**THE REQUEST**
Update the part of the items that opens with the line containing "Where can you see the man's nose" and runs through the end of the items, replacing "innermost spot" with "center" and leaving everything else unchanged.

(Source data)
◇ ◇ ◇ ◇
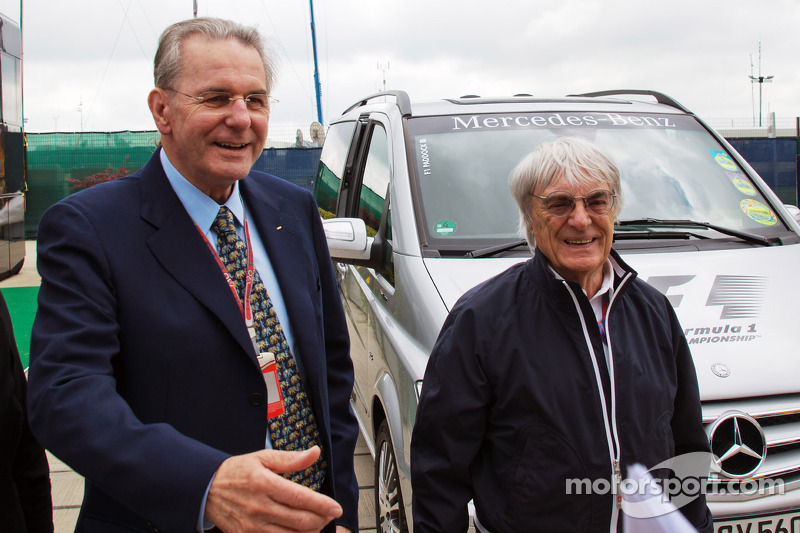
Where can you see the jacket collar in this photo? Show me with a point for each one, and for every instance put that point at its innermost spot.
(541, 274)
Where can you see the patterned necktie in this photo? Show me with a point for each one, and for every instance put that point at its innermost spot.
(296, 428)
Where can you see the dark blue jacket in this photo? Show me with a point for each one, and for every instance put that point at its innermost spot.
(518, 399)
(143, 377)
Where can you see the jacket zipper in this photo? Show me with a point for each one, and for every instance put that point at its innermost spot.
(610, 425)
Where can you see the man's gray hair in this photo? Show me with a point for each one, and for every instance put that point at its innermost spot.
(167, 66)
(578, 161)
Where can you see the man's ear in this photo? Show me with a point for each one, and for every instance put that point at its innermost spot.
(161, 108)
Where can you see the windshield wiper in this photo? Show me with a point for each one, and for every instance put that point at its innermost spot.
(493, 250)
(745, 236)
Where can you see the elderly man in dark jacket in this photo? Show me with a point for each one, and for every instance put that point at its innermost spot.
(560, 372)
(25, 502)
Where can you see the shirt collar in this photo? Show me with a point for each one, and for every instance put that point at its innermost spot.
(200, 206)
(608, 278)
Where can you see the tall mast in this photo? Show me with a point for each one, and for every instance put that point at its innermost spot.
(316, 68)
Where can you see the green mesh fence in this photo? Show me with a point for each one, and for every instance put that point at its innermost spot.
(54, 158)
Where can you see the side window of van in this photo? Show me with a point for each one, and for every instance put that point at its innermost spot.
(331, 167)
(375, 181)
(372, 201)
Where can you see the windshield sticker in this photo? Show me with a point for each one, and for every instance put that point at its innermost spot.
(740, 182)
(445, 227)
(758, 212)
(424, 157)
(724, 160)
(561, 120)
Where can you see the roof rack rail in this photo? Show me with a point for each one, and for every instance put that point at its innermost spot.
(403, 101)
(661, 98)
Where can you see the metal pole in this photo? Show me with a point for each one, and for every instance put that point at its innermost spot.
(316, 68)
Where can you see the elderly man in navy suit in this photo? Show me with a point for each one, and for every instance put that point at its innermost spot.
(190, 357)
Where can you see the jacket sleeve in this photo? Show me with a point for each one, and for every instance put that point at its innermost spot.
(343, 426)
(687, 426)
(75, 407)
(449, 428)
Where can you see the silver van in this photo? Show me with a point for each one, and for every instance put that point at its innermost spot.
(418, 210)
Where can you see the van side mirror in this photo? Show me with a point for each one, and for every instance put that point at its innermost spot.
(794, 211)
(347, 240)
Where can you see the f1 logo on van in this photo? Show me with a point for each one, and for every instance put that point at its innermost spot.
(739, 296)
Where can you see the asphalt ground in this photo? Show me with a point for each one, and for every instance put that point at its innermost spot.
(67, 486)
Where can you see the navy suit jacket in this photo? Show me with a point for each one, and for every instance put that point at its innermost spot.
(143, 378)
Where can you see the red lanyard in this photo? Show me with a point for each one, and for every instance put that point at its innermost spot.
(246, 310)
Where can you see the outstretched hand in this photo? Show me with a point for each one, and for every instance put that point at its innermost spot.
(249, 494)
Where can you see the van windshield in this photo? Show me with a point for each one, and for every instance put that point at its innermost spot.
(671, 169)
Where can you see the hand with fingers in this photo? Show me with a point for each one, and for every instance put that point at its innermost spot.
(248, 493)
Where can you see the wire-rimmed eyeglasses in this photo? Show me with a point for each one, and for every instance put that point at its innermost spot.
(221, 101)
(561, 203)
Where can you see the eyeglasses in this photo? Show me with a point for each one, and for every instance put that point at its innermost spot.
(561, 203)
(221, 101)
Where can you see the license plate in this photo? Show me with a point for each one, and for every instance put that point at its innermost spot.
(776, 523)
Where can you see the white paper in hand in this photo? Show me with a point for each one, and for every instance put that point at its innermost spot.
(646, 509)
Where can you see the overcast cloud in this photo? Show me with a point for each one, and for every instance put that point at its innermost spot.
(88, 63)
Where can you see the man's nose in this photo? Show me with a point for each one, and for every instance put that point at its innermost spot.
(238, 114)
(580, 215)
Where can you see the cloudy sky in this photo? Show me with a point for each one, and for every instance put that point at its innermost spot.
(88, 63)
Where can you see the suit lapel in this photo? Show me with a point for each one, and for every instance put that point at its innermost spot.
(280, 232)
(181, 250)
◇ ◇ ◇ ◇
**EXERCISE RESULT**
Where can you see the man's nose in this photo? Show me with a point for each one, and for every instance put that point at its center.
(238, 114)
(580, 215)
Where can you see the cloudy sky in this photo? Show me with a point for each one, and for every instance put that point at its center.
(88, 63)
Where can you see the suit lapel in this photo? Show me with a point for each one, and for every instance put that point at its center.
(280, 232)
(181, 250)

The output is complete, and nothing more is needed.